引用文:
────────────────

現在、中高一貫校の高校のほうで生物を教えている軽部鈴子さん。スケジュールを見せてもらった著者は、3時起床という時間に驚きます。どうやら、娘さんを寝かしつける時に軽部さん自身も寝てしまい、早起きしてから長い電車通勤の途中に仕事を片付けるという、お子さんに合わせた生活リズムをとった結果のようです。


そもそも、軽部さんが理系を選んだのは、SFが好きだったからでした。小学生時代に萩尾望都諸星大二郎のSF作品を読み、ドラマの『時をかける少女』の続編小説が人気だった時で、自然とSFに触れる機会が多かったようです。その後、中学・高校は、理科と国語が好きという状態がずっと続く…。ちなみに、この記事を書いている私は、中学までは理科が好きだった(特に天文学系)ものの、高校に入って生物や物理、化学に分かれてから(地学は選択肢になかった)嫌いになってしまいました。軽部さんを羨ましいと思います。

 

さて、軽部さんが高校で図書委員をしていた時、卒業生で童話作家の工学系出身者・佐藤さとるが講演会でやってきます。佐藤さとるは、自分の書いているシリーズのコロボックルについて、その理系的な考えに立ち、話をします。曰く、代謝が低いはずのコロボックルは食べ続けないといけないから、コロボックルのように小さな人間はいるわけがない!と。この非常にロジカルな考えはシリーズのファンタジーとは馴染まないはずなのに、軽部さんは佐藤さとるの考えを面白いと思い、理系に進むしかないと考えました。

 

このファンタジーという幻想の世界と、理論に立脚した科学的なSFのどちらをも受け入れ、共存させるというのは、人によって、かなり難しいと思われます。無意識の中の感覚的な部分を以って、作品を楽しむ素養があるか、ないか。詰まるところ、合うか、合わないかの問題になってくるので、受け入れられない人は受け入れられないのでしょう。理科分野の話で言うと、本書でインタビューを受けた理系女性には、前編の加藤牧菜さんのように、物理の熱量の計算や力学の問題文にある「ただし、〇〇は考えないものとする」という、仮定を前提する部分に対し、気持ち悪いと感じてしまい、生物学系に進んだとという人もいました。このファンタジーとSFのどちらも楽しめるという感覚は、仮定を前提とする物理学も、実態のある生き物を観察できる生物学のどちらも、許容できるという感覚と同様なのではないでしょうか。

 

 3-3.SF研での活動と微生物を相手にした大学時代

SF好きで、ファンタジーと科学的な理屈との両方を受け入れることのできた軽部さん。進学先は、SF研究会のある大学に入ろうと決意し、SF研の有無を高校時代から調べました。そして、合格した中で最も偏差値の高い、東京理科大学理工学部に入学し、応用生物科学を専攻して、微生物を扱うことになります。

────────────────

データ:
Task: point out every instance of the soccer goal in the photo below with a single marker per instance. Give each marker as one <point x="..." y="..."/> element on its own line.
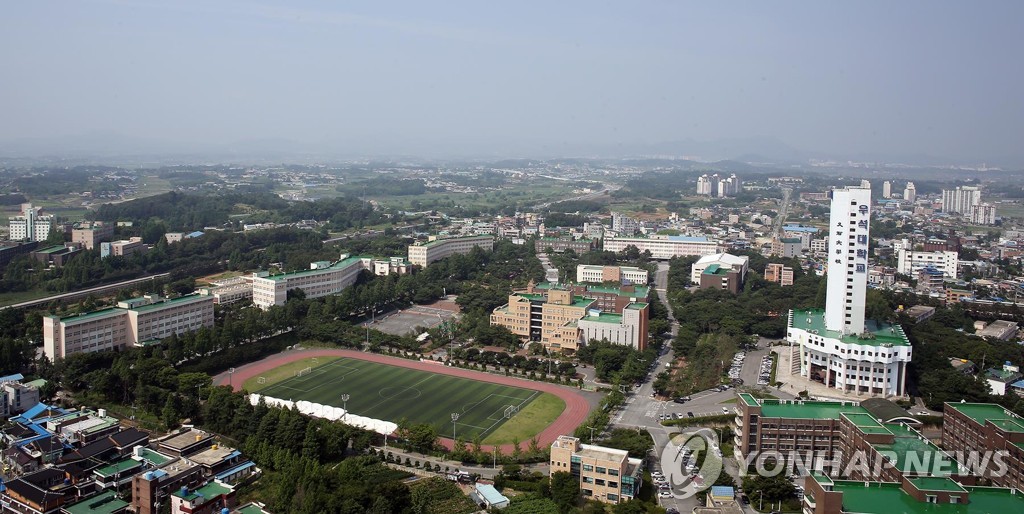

────────────────

課題 1: 引用文では、軽部さんが3時に起きる理由が書かれています。その理由を1～3文で説明してください。
課題 2: 軽部鈴子さんの歩みを紹介する引用文の続きを、最後の文のあとから書いてください。

解答 1: 軽部さんは娘さんを寝かしつけるときに自分も一緒に寝てしまうので、そのぶん早く起きます。そして、長い電車通勤の途中で仕事を片付けています。お子さんに合わせた生活リズムにした結果、3時起床になっています。

解答 2:
 

希望どおり、SF研に入った彼女を待っていたのは、部室がなく、いつも学食の一角に陣取っての活動でした。一応、大学前の書店は、SF研の卒業生の作家・大場惑の作品がPOPで宣伝されていたようですが、本を読まない理系の大学生からすると、SF研は異質な存在だった模様。ちなみに、前に本ブログで取り上げた大学のミステリー研究会のような文芸系サークル、漫画やアニメ、映画などを扱うメディア系サークル、ゼミに近い活動を行う学術系のサークルには、部室は確保できているものの、メンバー数が100人近いところもあるため、定例会では学内の教室を借りて行うところもあります。私が学部生の頃にいたメディア系サークルは、部室はあるけれどメンバー多くて教室を借りて定例会で活動し、院生時代に出入りしていた「げん〇けん」のようなサークルは、軽部さんのSF研と同じく、食堂や談話室に陣取って定例会をしていました。

 

サークル活動の一方で、軽部さんは教職課程を取っていた上、東京理科大学はカリキュラムがしっかり組まれていたため、真面目に勉強しないと留年する危険があったそうです。さらに、研究室に配属されて「バチルス属細菌のアミノ酸生産能力について」というテーマを扱います。何だか、食べ物に関係したテーマのようですが、つまり発酵系。「十何時間培養して移して…」という菌に合わせた生活で、まとまった空き時間にはカラオケに行くといったリズムで、今の育児に応用できているんだとか。あと、生物系な上に発酵系のためか女子が多く、みんな集まってよく飲んでいたそうで、まさに『もやしもん』の世界そのままだったそうです。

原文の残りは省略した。